● The request
Report each line of the rows below that contains the word "blue".

○ ○ ○ ○

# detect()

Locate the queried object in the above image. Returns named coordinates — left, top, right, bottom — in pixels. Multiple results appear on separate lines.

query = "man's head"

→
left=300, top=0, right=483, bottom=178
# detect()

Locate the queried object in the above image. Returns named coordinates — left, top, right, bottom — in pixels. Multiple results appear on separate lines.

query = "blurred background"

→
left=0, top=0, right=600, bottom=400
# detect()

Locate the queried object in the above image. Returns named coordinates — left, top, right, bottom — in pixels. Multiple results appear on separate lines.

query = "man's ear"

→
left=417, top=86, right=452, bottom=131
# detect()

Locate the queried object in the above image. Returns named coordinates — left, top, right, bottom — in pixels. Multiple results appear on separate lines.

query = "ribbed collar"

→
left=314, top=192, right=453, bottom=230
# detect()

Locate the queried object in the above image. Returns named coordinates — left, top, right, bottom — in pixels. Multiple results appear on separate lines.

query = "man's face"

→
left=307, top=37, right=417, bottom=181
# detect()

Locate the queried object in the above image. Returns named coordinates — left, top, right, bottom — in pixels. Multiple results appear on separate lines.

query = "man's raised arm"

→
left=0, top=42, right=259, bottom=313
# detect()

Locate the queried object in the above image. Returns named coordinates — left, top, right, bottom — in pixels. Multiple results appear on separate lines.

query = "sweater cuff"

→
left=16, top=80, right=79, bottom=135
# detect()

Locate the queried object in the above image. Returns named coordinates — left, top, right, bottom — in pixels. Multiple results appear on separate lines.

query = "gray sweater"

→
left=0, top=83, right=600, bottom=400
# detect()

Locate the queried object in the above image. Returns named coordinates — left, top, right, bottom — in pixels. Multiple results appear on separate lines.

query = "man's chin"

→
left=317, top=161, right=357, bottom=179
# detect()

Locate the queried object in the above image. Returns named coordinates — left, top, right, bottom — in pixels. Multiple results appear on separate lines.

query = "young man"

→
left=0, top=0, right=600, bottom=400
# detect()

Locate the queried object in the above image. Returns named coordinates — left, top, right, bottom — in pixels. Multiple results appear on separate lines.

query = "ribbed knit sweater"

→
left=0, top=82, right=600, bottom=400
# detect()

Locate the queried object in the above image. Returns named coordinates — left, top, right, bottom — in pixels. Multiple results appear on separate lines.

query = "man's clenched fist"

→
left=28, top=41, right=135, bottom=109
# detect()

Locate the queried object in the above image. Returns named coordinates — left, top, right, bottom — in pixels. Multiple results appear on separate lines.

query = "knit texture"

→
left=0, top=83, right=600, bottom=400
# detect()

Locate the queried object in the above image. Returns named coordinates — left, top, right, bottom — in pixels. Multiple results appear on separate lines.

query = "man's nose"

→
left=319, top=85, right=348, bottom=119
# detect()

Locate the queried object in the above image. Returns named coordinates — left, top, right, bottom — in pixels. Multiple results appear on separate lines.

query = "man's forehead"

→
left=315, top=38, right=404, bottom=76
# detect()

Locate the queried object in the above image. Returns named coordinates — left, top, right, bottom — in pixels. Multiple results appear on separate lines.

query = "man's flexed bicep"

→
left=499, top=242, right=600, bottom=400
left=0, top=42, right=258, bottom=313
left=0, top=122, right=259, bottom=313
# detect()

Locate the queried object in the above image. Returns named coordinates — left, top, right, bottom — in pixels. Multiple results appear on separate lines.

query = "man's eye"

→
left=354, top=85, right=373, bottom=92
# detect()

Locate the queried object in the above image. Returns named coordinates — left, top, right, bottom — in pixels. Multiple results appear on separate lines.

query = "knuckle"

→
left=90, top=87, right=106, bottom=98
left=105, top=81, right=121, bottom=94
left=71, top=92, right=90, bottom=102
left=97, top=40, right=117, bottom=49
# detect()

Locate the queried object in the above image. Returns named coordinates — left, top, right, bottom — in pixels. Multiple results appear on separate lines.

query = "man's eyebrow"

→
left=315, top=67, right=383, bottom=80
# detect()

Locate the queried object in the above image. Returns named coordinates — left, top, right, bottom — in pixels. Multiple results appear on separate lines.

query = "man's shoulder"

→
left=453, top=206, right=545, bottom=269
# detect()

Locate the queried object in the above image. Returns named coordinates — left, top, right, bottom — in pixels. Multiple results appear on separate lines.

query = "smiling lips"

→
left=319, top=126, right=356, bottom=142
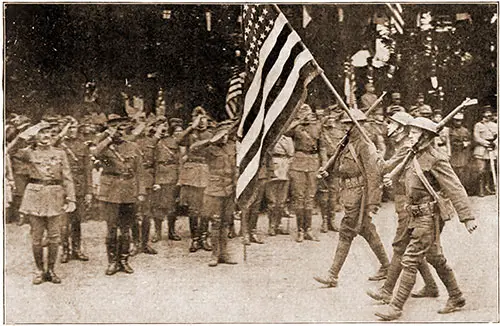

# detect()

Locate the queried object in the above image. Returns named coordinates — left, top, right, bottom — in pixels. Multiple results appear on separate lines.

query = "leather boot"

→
left=167, top=215, right=182, bottom=241
left=200, top=232, right=212, bottom=251
left=61, top=243, right=70, bottom=264
left=219, top=226, right=238, bottom=265
left=314, top=239, right=351, bottom=287
left=46, top=243, right=61, bottom=284
left=32, top=246, right=45, bottom=285
left=118, top=235, right=134, bottom=274
left=151, top=218, right=163, bottom=243
left=365, top=231, right=390, bottom=281
left=208, top=221, right=221, bottom=267
left=106, top=239, right=120, bottom=276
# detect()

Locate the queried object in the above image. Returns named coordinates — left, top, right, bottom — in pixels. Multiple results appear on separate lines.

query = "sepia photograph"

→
left=2, top=1, right=500, bottom=324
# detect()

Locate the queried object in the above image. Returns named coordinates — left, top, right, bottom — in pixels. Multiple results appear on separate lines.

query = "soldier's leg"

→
left=219, top=197, right=237, bottom=265
left=46, top=216, right=61, bottom=284
left=29, top=215, right=46, bottom=285
left=426, top=242, right=465, bottom=314
left=60, top=213, right=70, bottom=264
left=304, top=172, right=319, bottom=241
left=375, top=216, right=434, bottom=320
left=102, top=201, right=120, bottom=275
left=118, top=204, right=137, bottom=274
left=70, top=199, right=89, bottom=263
left=360, top=216, right=390, bottom=281
left=314, top=188, right=362, bottom=287
left=290, top=170, right=305, bottom=242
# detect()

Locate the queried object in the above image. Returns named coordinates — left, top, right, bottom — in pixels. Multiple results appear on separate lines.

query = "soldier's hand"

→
left=64, top=201, right=76, bottom=213
left=382, top=174, right=392, bottom=188
left=465, top=220, right=477, bottom=233
left=368, top=205, right=379, bottom=215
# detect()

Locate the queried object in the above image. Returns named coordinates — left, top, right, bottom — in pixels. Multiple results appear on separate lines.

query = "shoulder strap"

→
left=413, top=157, right=440, bottom=202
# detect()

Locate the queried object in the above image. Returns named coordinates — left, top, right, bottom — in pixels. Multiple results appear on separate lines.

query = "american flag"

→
left=226, top=67, right=245, bottom=119
left=236, top=5, right=321, bottom=203
left=386, top=3, right=405, bottom=34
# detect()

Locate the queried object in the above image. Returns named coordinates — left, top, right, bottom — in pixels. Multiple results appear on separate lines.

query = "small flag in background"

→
left=226, top=67, right=245, bottom=119
left=236, top=5, right=321, bottom=205
left=386, top=3, right=405, bottom=34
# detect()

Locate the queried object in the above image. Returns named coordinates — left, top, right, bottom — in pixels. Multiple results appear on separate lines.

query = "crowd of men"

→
left=5, top=87, right=497, bottom=320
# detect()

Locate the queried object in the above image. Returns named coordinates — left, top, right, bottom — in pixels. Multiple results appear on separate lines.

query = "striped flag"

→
left=226, top=67, right=245, bottom=119
left=236, top=5, right=321, bottom=204
left=386, top=3, right=405, bottom=34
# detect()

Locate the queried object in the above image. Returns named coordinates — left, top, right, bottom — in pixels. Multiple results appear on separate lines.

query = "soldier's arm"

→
left=357, top=140, right=382, bottom=206
left=61, top=150, right=76, bottom=202
left=430, top=158, right=474, bottom=223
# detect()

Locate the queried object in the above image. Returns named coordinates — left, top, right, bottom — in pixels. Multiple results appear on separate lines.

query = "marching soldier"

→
left=450, top=112, right=472, bottom=189
left=285, top=104, right=321, bottom=242
left=189, top=121, right=237, bottom=267
left=130, top=121, right=158, bottom=256
left=153, top=118, right=186, bottom=242
left=318, top=108, right=344, bottom=233
left=265, top=136, right=295, bottom=236
left=59, top=124, right=92, bottom=264
left=18, top=121, right=76, bottom=284
left=375, top=117, right=477, bottom=320
left=473, top=108, right=498, bottom=197
left=367, top=112, right=439, bottom=303
left=314, top=110, right=389, bottom=287
left=178, top=106, right=213, bottom=252
left=91, top=114, right=146, bottom=275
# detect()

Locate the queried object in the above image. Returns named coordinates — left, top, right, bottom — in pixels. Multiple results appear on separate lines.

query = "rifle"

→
left=317, top=92, right=387, bottom=179
left=384, top=98, right=477, bottom=179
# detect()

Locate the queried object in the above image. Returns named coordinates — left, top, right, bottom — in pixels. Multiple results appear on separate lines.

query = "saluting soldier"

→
left=178, top=106, right=213, bottom=252
left=17, top=121, right=76, bottom=284
left=153, top=118, right=186, bottom=242
left=285, top=104, right=321, bottom=242
left=450, top=112, right=472, bottom=189
left=91, top=114, right=146, bottom=275
left=375, top=117, right=477, bottom=320
left=189, top=120, right=237, bottom=267
left=130, top=121, right=158, bottom=256
left=367, top=112, right=439, bottom=303
left=59, top=123, right=92, bottom=263
left=318, top=107, right=345, bottom=233
left=314, top=109, right=389, bottom=287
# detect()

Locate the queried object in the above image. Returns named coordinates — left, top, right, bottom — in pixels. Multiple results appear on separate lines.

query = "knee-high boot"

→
left=32, top=245, right=44, bottom=285
left=314, top=239, right=352, bottom=287
left=47, top=243, right=61, bottom=284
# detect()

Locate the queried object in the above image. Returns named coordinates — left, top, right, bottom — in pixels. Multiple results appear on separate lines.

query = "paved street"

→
left=4, top=196, right=498, bottom=324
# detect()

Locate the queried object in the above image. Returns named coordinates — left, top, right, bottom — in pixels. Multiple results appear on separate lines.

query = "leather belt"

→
left=28, top=178, right=62, bottom=186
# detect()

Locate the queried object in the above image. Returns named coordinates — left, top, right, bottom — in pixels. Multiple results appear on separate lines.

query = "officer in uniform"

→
left=130, top=121, right=158, bottom=256
left=189, top=120, right=237, bottom=267
left=314, top=109, right=389, bottom=287
left=375, top=117, right=477, bottom=320
left=178, top=106, right=213, bottom=252
left=59, top=123, right=92, bottom=264
left=285, top=104, right=321, bottom=242
left=153, top=118, right=186, bottom=242
left=265, top=136, right=295, bottom=236
left=472, top=108, right=498, bottom=197
left=18, top=121, right=76, bottom=284
left=367, top=112, right=439, bottom=303
left=318, top=108, right=345, bottom=233
left=450, top=112, right=472, bottom=189
left=91, top=114, right=146, bottom=275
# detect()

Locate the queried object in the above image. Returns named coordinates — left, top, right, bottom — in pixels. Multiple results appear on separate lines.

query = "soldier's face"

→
left=408, top=127, right=423, bottom=146
left=36, top=128, right=52, bottom=145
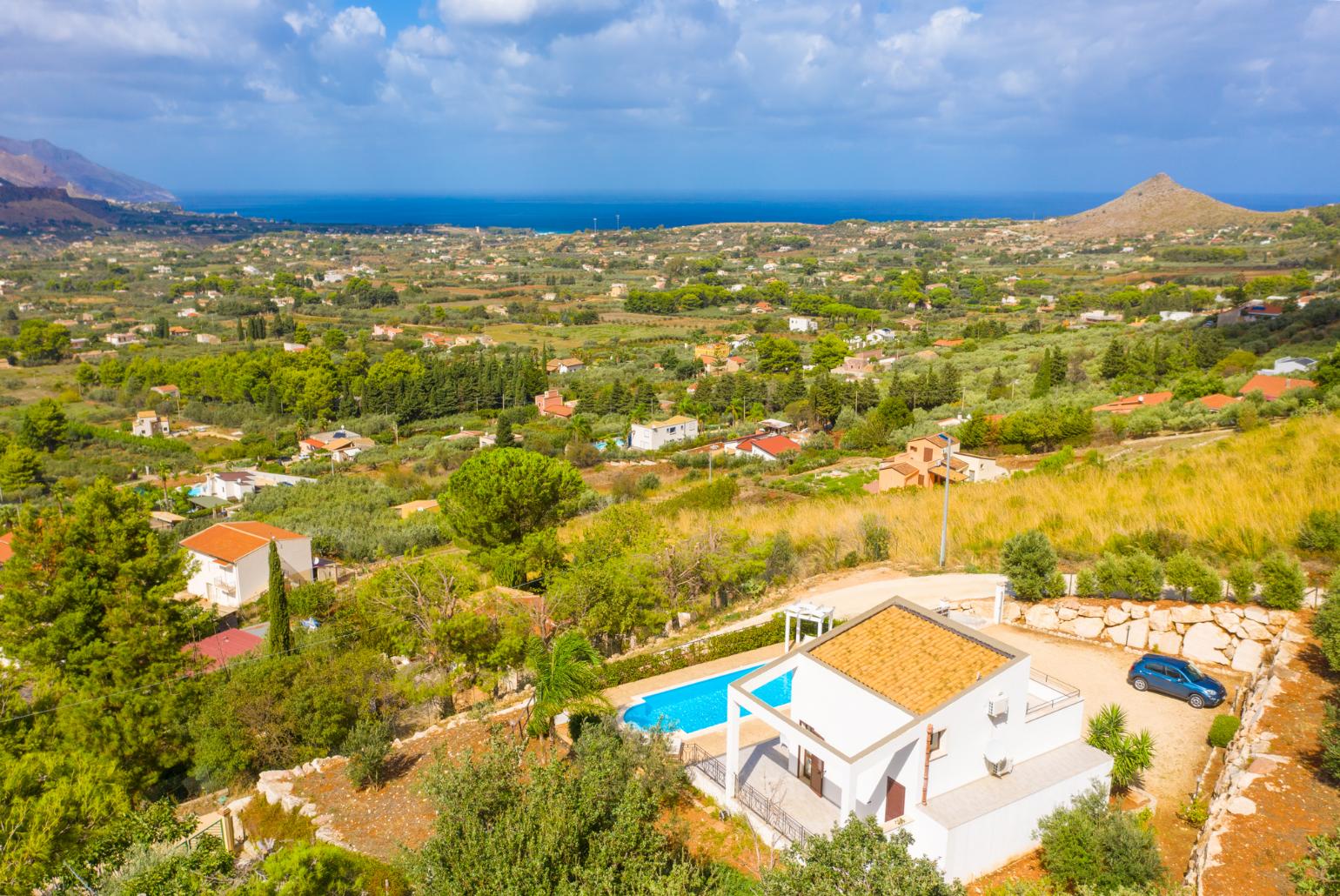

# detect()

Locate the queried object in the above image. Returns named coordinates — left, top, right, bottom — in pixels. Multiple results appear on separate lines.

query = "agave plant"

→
left=1085, top=703, right=1154, bottom=790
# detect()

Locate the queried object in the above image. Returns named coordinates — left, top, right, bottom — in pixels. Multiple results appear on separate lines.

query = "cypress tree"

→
left=265, top=539, right=293, bottom=653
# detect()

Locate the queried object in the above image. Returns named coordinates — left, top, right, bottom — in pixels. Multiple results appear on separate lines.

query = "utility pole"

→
left=940, top=442, right=954, bottom=569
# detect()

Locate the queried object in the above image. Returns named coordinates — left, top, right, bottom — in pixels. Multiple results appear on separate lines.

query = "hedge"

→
left=600, top=613, right=787, bottom=687
left=1208, top=715, right=1241, bottom=747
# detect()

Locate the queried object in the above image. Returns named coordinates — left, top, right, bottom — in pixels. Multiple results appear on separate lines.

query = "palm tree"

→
left=526, top=630, right=610, bottom=738
left=1085, top=703, right=1154, bottom=790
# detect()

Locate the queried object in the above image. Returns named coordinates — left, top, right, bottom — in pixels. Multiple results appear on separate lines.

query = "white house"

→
left=718, top=598, right=1112, bottom=880
left=181, top=521, right=312, bottom=608
left=628, top=417, right=698, bottom=451
left=1257, top=358, right=1317, bottom=377
left=130, top=411, right=171, bottom=439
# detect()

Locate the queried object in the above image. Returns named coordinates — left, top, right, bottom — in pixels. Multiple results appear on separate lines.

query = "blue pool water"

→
left=623, top=663, right=794, bottom=734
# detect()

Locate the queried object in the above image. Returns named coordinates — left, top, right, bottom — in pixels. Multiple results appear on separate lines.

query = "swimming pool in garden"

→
left=623, top=663, right=794, bottom=734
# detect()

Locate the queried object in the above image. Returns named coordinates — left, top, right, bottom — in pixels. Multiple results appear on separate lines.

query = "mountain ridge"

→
left=1048, top=171, right=1297, bottom=238
left=0, top=137, right=177, bottom=202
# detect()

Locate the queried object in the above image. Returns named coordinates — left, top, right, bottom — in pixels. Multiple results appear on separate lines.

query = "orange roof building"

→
left=1238, top=374, right=1317, bottom=402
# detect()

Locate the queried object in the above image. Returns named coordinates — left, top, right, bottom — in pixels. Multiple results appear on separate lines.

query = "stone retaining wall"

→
left=1003, top=598, right=1293, bottom=672
left=1186, top=616, right=1305, bottom=896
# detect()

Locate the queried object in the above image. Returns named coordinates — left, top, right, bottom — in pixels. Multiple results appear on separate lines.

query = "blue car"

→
left=1126, top=653, right=1229, bottom=710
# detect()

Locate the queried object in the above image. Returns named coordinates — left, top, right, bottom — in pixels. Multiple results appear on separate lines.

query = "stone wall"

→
left=1003, top=598, right=1293, bottom=672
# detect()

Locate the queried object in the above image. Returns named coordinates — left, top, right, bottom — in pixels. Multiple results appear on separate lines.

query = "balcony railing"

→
left=1024, top=670, right=1082, bottom=722
left=680, top=743, right=809, bottom=844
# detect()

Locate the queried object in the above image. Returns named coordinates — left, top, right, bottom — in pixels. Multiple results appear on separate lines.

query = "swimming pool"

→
left=623, top=663, right=794, bottom=734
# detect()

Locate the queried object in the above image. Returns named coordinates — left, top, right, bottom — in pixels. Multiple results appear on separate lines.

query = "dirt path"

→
left=1202, top=635, right=1340, bottom=896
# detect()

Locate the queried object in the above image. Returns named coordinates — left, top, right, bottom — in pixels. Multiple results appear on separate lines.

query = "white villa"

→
left=707, top=598, right=1112, bottom=880
left=628, top=415, right=698, bottom=451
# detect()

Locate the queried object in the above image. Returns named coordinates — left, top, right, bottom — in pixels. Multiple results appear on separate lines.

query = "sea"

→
left=181, top=193, right=1336, bottom=233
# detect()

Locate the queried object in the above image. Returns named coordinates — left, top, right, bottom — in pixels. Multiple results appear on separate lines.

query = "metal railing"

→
left=680, top=743, right=727, bottom=790
left=1024, top=670, right=1082, bottom=722
left=735, top=781, right=809, bottom=845
left=680, top=743, right=809, bottom=844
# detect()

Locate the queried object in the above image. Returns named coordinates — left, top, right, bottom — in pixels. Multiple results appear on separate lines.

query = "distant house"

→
left=735, top=435, right=800, bottom=462
left=298, top=429, right=377, bottom=464
left=181, top=521, right=312, bottom=608
left=871, top=432, right=1009, bottom=491
left=544, top=358, right=586, bottom=374
left=1238, top=374, right=1317, bottom=402
left=392, top=498, right=439, bottom=519
left=1257, top=358, right=1317, bottom=377
left=533, top=388, right=578, bottom=420
left=1094, top=392, right=1173, bottom=414
left=130, top=411, right=171, bottom=439
left=628, top=417, right=698, bottom=451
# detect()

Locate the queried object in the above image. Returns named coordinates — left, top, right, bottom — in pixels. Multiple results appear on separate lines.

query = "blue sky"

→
left=0, top=0, right=1340, bottom=196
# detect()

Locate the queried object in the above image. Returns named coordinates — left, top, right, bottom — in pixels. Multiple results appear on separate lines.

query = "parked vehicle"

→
left=1126, top=653, right=1229, bottom=710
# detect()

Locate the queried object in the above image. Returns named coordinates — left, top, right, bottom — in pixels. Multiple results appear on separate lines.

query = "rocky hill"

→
left=1048, top=174, right=1292, bottom=238
left=0, top=137, right=177, bottom=202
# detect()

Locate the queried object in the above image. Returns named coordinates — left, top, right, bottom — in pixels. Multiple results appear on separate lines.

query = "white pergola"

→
left=782, top=603, right=834, bottom=651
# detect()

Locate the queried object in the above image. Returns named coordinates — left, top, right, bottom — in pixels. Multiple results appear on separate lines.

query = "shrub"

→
left=1037, top=786, right=1164, bottom=892
left=1176, top=792, right=1222, bottom=827
left=1298, top=511, right=1340, bottom=551
left=1001, top=529, right=1065, bottom=600
left=861, top=513, right=890, bottom=561
left=1229, top=560, right=1256, bottom=604
left=342, top=715, right=394, bottom=787
left=1320, top=703, right=1340, bottom=781
left=1260, top=551, right=1307, bottom=610
left=1312, top=571, right=1340, bottom=672
left=1208, top=712, right=1243, bottom=749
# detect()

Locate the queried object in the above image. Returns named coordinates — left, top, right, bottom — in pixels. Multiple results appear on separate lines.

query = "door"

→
left=884, top=779, right=908, bottom=821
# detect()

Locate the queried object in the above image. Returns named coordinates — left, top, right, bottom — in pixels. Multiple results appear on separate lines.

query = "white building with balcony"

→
left=713, top=598, right=1112, bottom=880
left=181, top=521, right=312, bottom=608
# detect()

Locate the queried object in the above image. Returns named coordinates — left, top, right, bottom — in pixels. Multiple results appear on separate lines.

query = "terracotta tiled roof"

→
left=809, top=604, right=1015, bottom=715
left=181, top=519, right=307, bottom=563
left=1238, top=374, right=1316, bottom=402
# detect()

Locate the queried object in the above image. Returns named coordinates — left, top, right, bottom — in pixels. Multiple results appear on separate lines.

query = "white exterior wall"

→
left=628, top=420, right=698, bottom=451
left=941, top=759, right=1112, bottom=880
left=791, top=656, right=911, bottom=755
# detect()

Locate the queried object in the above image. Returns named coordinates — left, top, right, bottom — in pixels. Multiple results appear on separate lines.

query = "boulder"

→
left=1126, top=619, right=1149, bottom=650
left=1067, top=616, right=1106, bottom=639
left=1024, top=604, right=1062, bottom=632
left=1174, top=621, right=1231, bottom=665
left=1233, top=641, right=1265, bottom=672
left=1171, top=604, right=1214, bottom=625
left=1238, top=619, right=1270, bottom=641
left=1214, top=610, right=1243, bottom=635
left=1149, top=632, right=1182, bottom=656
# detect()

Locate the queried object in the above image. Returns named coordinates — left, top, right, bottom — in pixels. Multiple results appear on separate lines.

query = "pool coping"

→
left=615, top=662, right=791, bottom=738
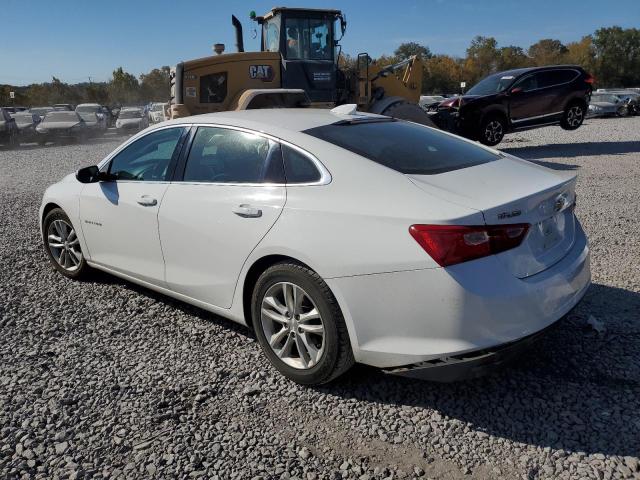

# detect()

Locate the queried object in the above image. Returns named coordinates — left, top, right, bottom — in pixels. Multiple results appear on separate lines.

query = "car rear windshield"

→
left=304, top=120, right=500, bottom=175
left=118, top=110, right=142, bottom=118
left=76, top=105, right=100, bottom=113
left=44, top=110, right=78, bottom=122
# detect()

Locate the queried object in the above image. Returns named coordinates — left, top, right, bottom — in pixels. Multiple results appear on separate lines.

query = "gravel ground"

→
left=0, top=117, right=640, bottom=480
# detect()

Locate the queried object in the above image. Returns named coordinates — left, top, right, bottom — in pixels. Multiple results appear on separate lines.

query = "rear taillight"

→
left=409, top=223, right=529, bottom=267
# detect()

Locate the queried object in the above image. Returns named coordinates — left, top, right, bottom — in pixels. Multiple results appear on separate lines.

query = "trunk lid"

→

○ ○ ○ ○

● Solution to this problem
query = "blue pool water"
query = "blue car"
query = "blue sky"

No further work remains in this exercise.